> Instructions for the task: Please count the lines in the data below that contain the string "target", matching case exactly, and give only that number.

Start Input data

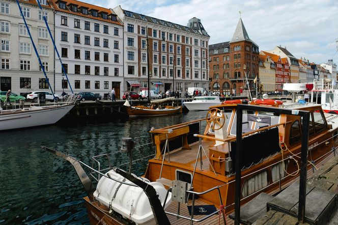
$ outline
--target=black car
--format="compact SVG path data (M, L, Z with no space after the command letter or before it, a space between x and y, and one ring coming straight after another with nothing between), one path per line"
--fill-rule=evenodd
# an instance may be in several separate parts
M80 92L75 95L77 96L77 100L80 100L82 101L86 101L86 100L98 101L102 98L99 94L94 94L92 92Z

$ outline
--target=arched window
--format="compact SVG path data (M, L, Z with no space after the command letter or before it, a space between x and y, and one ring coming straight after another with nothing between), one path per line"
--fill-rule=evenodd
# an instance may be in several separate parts
M223 83L223 88L222 89L230 89L230 85L229 85L229 83L228 82L224 82Z

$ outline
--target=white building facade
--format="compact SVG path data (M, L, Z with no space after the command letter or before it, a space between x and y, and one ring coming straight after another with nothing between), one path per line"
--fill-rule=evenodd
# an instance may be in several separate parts
M90 92L103 97L115 88L117 99L122 98L123 26L116 15L81 2L54 5L56 45L74 93ZM70 94L56 55L55 63L56 92Z
M193 18L185 26L120 6L111 11L124 26L124 91L148 87L148 65L151 90L184 93L190 87L209 87L210 37L200 19Z
M44 14L53 34L53 10L46 1L40 1L43 12L39 8L36 0L20 2L43 66L54 89L53 47L42 18ZM0 90L10 89L18 94L33 91L49 91L15 1L0 1Z

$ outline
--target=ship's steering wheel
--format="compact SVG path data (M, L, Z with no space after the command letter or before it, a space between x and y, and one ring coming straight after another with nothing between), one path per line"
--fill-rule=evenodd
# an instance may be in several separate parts
M220 114L220 116L217 116L217 114ZM222 119L223 120L222 120ZM209 110L207 114L207 117L206 118L207 123L209 123L209 126L210 128L214 130L219 130L223 127L224 123L226 122L226 118L224 116L224 114L220 109L217 108L212 108ZM219 127L215 128L216 124L218 124Z

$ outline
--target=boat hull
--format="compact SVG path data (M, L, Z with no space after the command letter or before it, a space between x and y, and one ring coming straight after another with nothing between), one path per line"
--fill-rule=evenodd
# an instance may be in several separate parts
M0 113L0 131L54 124L74 105L33 106L27 109L4 110Z
M221 102L214 101L208 102L183 102L182 104L189 110L189 111L198 111L202 110L209 110L209 107L216 105L220 105Z
M127 113L130 117L165 116L182 112L182 107L175 107L165 109L150 109L138 107L126 107Z

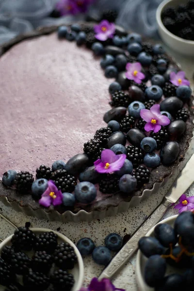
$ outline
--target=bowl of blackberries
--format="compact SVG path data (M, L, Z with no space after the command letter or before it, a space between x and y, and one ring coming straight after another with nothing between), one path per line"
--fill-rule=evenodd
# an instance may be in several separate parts
M194 56L194 0L165 0L156 13L159 34L176 51Z
M0 255L1 291L78 291L83 283L79 251L54 230L18 227L0 243Z
M164 219L139 241L141 291L191 291L194 286L194 213Z

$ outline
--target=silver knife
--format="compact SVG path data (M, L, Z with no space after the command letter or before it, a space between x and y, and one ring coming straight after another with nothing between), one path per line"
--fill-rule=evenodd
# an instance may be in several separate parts
M133 234L131 238L113 258L108 266L99 275L98 279L112 278L127 263L138 249L139 239L162 218L172 203L175 203L186 190L194 182L194 154L174 183L162 203L149 215Z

End Input data

> Result of this exercise: 7